§ Goal of the exercise: Repeat the listing in full, preserving every character.

::: Record list :::

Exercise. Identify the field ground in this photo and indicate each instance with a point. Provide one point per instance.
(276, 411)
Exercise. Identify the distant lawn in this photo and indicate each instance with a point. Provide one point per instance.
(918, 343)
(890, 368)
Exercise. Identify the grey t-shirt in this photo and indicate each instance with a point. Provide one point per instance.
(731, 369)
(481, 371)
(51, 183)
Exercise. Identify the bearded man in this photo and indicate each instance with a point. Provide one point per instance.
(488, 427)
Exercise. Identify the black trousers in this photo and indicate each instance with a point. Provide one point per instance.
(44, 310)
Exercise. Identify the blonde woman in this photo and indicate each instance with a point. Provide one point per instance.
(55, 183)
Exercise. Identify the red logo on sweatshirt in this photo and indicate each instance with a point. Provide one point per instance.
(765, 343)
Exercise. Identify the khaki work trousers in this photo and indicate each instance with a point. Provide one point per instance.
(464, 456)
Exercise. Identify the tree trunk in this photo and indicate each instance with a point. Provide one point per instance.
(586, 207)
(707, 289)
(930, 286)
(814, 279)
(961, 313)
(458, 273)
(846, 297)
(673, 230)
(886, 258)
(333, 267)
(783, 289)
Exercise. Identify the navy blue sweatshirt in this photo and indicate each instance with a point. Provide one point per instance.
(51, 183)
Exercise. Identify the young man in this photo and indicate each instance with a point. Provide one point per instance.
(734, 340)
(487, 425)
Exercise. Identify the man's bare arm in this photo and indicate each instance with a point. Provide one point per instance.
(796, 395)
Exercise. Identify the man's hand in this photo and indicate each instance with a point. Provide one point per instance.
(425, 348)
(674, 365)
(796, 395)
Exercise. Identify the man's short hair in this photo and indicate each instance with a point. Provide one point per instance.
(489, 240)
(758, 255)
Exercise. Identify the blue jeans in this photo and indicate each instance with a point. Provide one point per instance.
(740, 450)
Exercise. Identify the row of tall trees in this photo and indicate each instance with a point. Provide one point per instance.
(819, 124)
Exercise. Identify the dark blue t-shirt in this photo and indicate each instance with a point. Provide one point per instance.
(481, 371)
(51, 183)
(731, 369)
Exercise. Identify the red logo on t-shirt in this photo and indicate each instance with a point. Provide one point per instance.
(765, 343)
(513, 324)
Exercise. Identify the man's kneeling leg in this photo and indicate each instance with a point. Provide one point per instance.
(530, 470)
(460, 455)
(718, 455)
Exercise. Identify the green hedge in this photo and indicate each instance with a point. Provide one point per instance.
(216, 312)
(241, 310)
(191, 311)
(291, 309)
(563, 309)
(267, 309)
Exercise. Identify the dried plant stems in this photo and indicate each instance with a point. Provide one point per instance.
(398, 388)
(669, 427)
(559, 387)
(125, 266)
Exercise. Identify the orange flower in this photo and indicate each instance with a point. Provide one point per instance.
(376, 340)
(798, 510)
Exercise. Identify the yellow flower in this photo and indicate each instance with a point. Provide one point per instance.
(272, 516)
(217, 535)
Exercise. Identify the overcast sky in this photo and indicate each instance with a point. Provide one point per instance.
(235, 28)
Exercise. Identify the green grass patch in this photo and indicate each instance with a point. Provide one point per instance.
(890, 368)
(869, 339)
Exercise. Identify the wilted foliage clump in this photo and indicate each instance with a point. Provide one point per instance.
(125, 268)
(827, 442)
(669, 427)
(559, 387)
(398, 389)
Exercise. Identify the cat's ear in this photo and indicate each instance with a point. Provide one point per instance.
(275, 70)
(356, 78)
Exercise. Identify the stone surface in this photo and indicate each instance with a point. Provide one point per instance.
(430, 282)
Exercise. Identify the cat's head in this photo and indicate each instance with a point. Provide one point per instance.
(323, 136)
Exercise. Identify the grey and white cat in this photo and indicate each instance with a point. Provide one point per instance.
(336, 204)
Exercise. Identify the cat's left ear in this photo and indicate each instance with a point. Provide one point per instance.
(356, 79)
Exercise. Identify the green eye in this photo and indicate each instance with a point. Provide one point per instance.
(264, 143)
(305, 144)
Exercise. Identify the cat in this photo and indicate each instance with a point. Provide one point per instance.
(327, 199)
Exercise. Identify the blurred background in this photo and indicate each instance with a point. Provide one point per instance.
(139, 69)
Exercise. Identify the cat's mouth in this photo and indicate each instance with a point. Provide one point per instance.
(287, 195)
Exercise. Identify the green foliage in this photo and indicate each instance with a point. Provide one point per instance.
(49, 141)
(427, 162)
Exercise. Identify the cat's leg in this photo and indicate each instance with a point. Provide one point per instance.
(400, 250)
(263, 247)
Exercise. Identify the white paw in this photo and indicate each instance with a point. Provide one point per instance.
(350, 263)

:::

§ Solution to this exercise:
Exercise. Identify the field ground in this photo and indicate each instance with a point. Provide one point per instance.
(276, 411)
Exercise. Identify the distant lawn in this photo and indicate each instance with a point. Provide one point per instance.
(918, 343)
(890, 368)
Exercise. Identify the grey t-shirt in this photo and indicate each instance with a point. Provide one point per instance.
(731, 369)
(481, 371)
(51, 183)
Exercise. Identify the bearded man in this photo and indicate each instance with a point. Provide one point per instance.
(488, 427)
Exercise. Identify the black trousers in this photo and indicate each instance with a point. Provide one point per instance.
(44, 310)
Exercise. Identify the blonde woman in this photo and indicate each instance with a point. Provide one point per instance.
(55, 183)
Exercise. Identify the red logo on sweatshirt in this photo and indicate each instance with a point. Provide one point per instance.
(765, 343)
Exercise. Identify the khaki work trousers in this photo and indicate each instance with a point. Provide one point per instance.
(464, 456)
Exercise. Identify the tree trunk in this photo and indicate each instance with a point. Provide one point per instance.
(586, 207)
(707, 289)
(930, 286)
(814, 279)
(961, 313)
(458, 273)
(846, 297)
(673, 230)
(886, 258)
(333, 267)
(783, 289)
Exercise. Identify the navy blue sweatshirt in this photo and indicate each instance with a point. Provide one point per instance.
(51, 183)
Exercise. Identify the young man in this photo and indicate each instance with a point. Provide one point per instance.
(734, 340)
(487, 425)
Exercise. Identify the man's bare arm in this photo and indicate each instance with a point. Provide one point per instance.
(796, 395)
Exercise. Identify the man's hand in this photo and indicate each instance with a point. Provide one point per instance.
(425, 348)
(674, 365)
(796, 395)
Exercise. Identify the man's short hair in this photo and indicate each instance with a point. Provide one point per instance.
(489, 240)
(758, 255)
Exercise. Identify the blue jeans in this photo and indicate each instance with a point. Provide one point per instance.
(740, 450)
Exercise. Identify the row of tall trees in this photo and indicate each instance with a point. Provide one point per instance.
(819, 124)
Exercise. Identify the dark blue t-shirt in this photo and indicate each instance with a point. Provide one point per instance.
(481, 371)
(51, 183)
(731, 369)
Exercise. Identify the red logo on t-shirt in this photo and indicate each instance with a point. Provide one point per instance.
(765, 343)
(513, 324)
Exercise. Identify the man's kneeling leg in this photo and indicate each instance with a point. Provide one point per instance.
(530, 470)
(460, 455)
(718, 455)
Exercise. Identify the green hedge in this photo and indicate each instance with a point. Provide one point per instance.
(216, 312)
(241, 310)
(191, 311)
(291, 309)
(563, 309)
(267, 309)
Exercise. Identify the dried plant stems in this photo and indicate each instance with a point. Provide one point per instance.
(398, 388)
(669, 427)
(559, 387)
(125, 266)
Exercise. Identify the orange flower in this photo and indicate each instance with a point. Provide one point per instance.
(376, 340)
(798, 510)
Exercise. Identify the yellow flower in this photo and indicate each instance with a point. Provide one point per instance.
(272, 516)
(217, 535)
Exercise. Identify the overcast sky in this photo and indicate each instance with a point. Provide one point per instance.
(235, 28)
Exercise. Identify the green grass patch in this photo and indicate each instance with a point. Provide one point per instance.
(890, 368)
(869, 339)
Exercise. Identify the wilted foliage clump in this photo and indicate each instance with a point. Provide one point per instance.
(125, 268)
(827, 442)
(669, 427)
(559, 387)
(398, 389)
Exercise. Identify the cat's ear in this photo and indicate each instance with a point. Provide one point per instance.
(275, 70)
(356, 78)
Exercise. Identify the stone surface in this photo and indicate each instance with a point. Provide one point per instance.
(430, 282)
Exercise. Identify the cat's head in this photo and indicate each instance with a point. Provide one point per instance.
(323, 136)
Exercise. Identify the grey and white cat in this photo and indicate each instance with a point. Provide one point per instance.
(336, 204)
Exercise. Identify the cat's left ear in this photo and indicate each instance with a point. Provide one point per instance.
(356, 79)
Exercise. Identify the green eye in this photo and indicate each instance with a point. Provide one point per instance.
(264, 143)
(305, 144)
Exercise. Identify the cat in this photo and indicate each instance with a point. Provide one point per instance.
(327, 199)
Exercise. Identify the blurred background in this photo and indicate each instance with a point. Provide one point per instance.
(139, 69)
Exercise. Identify the cat's mouth in this photo and indicate each instance with a point. Provide one point per instance.
(287, 195)
Exercise. Identify the green foliage in this photo and indicate each instance with a point. Provide one point per instance.
(49, 141)
(427, 162)
Exercise. Identify the cat's leg in this photo and indicate each instance with a point. Provide one point per instance.
(400, 250)
(263, 247)
Exercise. Identify the white paw in this photo and indicate each instance with a point. Provide one point per instance.
(350, 263)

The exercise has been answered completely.